» PROBLEM DETAILS:
Return exactly the final stretch of the records below, opening with the line that contains "the fence post" and closing with the last line.

====== EXERCISE MATERIAL ======

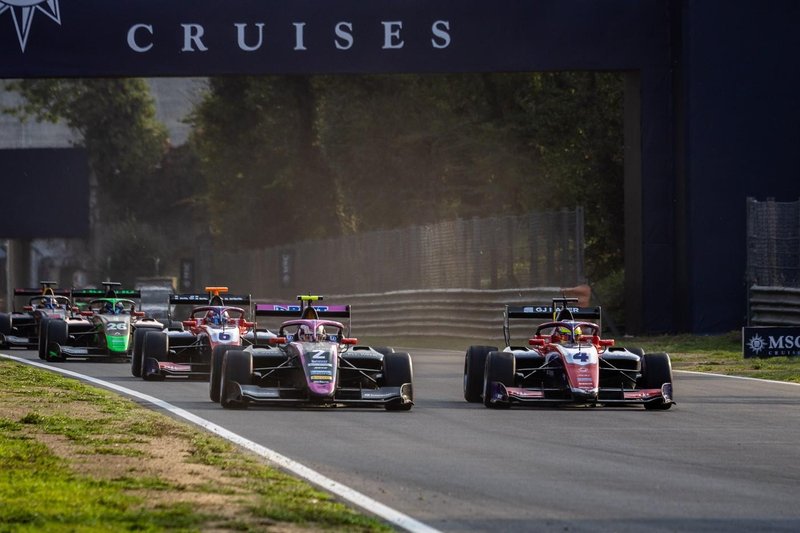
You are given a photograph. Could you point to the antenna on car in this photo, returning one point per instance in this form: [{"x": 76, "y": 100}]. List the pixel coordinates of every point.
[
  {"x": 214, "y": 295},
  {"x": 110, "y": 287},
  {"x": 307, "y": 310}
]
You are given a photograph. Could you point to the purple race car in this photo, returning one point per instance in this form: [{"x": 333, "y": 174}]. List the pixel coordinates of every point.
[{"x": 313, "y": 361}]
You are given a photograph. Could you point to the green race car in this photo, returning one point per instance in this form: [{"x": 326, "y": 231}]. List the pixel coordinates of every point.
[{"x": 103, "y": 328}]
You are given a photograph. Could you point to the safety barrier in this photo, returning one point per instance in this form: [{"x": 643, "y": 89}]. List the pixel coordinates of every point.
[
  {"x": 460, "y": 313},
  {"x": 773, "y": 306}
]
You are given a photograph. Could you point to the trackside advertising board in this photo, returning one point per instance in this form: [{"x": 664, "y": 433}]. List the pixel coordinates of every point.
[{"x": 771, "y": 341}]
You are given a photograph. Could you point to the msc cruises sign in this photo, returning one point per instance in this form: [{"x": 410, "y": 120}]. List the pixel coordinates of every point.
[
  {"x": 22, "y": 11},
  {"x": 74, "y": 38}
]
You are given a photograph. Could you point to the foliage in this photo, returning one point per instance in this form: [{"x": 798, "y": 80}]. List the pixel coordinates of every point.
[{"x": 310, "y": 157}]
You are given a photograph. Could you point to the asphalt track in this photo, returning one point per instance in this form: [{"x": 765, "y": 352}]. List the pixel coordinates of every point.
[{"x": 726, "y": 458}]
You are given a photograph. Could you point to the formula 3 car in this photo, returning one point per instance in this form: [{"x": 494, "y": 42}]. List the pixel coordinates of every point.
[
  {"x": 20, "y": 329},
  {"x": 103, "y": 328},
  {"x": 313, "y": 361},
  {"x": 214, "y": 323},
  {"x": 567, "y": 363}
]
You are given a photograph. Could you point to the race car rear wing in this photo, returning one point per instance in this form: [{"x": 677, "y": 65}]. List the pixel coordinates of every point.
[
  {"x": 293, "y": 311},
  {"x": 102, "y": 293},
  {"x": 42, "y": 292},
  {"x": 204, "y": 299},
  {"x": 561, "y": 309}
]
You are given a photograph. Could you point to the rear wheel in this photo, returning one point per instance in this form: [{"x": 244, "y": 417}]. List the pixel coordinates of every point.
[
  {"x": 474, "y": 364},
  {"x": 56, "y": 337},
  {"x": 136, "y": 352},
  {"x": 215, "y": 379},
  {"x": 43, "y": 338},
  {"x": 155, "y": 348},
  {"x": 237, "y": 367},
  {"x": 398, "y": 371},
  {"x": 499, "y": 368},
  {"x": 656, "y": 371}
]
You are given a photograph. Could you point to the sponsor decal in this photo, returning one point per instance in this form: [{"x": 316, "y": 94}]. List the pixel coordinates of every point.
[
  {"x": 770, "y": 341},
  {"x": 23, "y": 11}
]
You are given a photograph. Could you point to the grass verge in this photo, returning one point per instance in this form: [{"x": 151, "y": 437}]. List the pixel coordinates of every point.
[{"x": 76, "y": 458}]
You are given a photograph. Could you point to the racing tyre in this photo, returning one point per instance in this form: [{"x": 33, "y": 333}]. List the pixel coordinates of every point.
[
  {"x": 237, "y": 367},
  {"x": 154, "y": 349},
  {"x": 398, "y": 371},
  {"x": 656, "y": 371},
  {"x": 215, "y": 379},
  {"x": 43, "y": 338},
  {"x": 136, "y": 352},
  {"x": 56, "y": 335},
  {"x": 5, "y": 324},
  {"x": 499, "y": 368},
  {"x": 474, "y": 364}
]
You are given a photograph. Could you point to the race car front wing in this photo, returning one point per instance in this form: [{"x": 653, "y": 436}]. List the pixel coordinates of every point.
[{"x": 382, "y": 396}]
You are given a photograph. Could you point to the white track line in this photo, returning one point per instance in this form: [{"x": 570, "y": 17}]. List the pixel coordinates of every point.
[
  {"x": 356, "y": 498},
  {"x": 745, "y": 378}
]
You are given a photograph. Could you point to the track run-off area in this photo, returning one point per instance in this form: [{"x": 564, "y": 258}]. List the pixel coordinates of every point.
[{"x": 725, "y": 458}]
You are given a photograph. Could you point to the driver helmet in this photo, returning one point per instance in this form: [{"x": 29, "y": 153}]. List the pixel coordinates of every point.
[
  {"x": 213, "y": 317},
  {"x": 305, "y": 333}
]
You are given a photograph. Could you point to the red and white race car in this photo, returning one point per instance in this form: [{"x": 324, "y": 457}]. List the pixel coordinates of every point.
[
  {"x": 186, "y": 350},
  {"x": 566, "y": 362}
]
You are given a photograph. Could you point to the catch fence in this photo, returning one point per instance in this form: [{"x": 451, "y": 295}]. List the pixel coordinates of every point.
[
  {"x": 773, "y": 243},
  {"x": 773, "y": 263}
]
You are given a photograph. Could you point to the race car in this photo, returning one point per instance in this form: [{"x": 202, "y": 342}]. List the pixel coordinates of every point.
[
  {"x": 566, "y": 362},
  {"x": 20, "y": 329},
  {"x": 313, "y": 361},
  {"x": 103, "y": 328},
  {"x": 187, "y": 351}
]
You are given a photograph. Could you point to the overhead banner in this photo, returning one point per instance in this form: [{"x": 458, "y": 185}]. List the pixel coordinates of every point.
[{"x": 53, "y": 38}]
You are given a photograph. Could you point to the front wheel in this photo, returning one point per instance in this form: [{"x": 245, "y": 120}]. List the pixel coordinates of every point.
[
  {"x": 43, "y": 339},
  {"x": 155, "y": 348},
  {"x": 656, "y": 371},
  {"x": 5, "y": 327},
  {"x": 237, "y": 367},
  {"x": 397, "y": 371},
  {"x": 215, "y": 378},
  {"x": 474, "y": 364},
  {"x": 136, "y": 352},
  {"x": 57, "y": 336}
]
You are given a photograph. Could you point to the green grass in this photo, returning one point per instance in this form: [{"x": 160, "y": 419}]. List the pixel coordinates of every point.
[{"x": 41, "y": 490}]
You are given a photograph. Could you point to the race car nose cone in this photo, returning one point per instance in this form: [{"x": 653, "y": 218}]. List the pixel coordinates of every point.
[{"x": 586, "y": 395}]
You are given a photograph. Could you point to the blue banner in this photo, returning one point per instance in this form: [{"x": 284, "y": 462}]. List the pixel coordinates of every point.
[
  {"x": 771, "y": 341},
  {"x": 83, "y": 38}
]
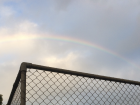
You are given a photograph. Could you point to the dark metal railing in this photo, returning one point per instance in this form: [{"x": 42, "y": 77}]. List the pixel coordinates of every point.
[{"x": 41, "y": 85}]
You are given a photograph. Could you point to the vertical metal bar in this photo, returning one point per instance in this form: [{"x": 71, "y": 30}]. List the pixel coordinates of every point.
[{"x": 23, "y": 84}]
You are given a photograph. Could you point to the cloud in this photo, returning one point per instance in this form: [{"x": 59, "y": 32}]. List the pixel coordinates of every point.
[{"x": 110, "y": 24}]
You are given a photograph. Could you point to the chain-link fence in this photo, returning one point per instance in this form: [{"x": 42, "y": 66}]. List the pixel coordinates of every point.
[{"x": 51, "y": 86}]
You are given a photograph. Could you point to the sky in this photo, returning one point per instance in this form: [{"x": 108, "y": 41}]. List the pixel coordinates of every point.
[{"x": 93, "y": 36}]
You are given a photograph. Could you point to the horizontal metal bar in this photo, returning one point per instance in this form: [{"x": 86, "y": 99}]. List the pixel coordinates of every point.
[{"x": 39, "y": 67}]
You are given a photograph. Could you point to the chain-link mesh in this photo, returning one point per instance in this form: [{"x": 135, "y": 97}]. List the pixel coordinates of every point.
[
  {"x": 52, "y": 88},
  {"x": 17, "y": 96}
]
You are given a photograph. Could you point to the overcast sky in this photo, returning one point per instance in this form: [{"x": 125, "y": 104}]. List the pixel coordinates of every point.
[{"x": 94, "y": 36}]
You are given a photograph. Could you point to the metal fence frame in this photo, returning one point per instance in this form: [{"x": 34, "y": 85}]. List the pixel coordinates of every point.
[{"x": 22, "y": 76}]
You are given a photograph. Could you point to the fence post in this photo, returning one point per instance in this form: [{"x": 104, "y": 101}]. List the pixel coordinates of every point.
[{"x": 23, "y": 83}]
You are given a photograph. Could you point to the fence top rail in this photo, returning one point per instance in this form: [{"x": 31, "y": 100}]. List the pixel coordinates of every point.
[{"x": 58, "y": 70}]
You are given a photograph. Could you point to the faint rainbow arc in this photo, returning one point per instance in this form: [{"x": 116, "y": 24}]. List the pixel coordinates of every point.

======

» RESULT OF THE TASK:
You are given a photograph. Could you point to the fence post in this photo, returning one point per instance in this form: [{"x": 104, "y": 101}]. List the pixel coordinates of every point.
[{"x": 23, "y": 83}]
You are given a photograph. Could you point to the fence top rail in this photo, returning one point per instance in this form: [{"x": 31, "y": 100}]. List the pixel coordinates of every point.
[{"x": 58, "y": 70}]
You are given a photograph. Could you point to the faint rainbow arc in this photo, returning one point per instance in this form: [{"x": 116, "y": 24}]. List the pixel coordinates of every point.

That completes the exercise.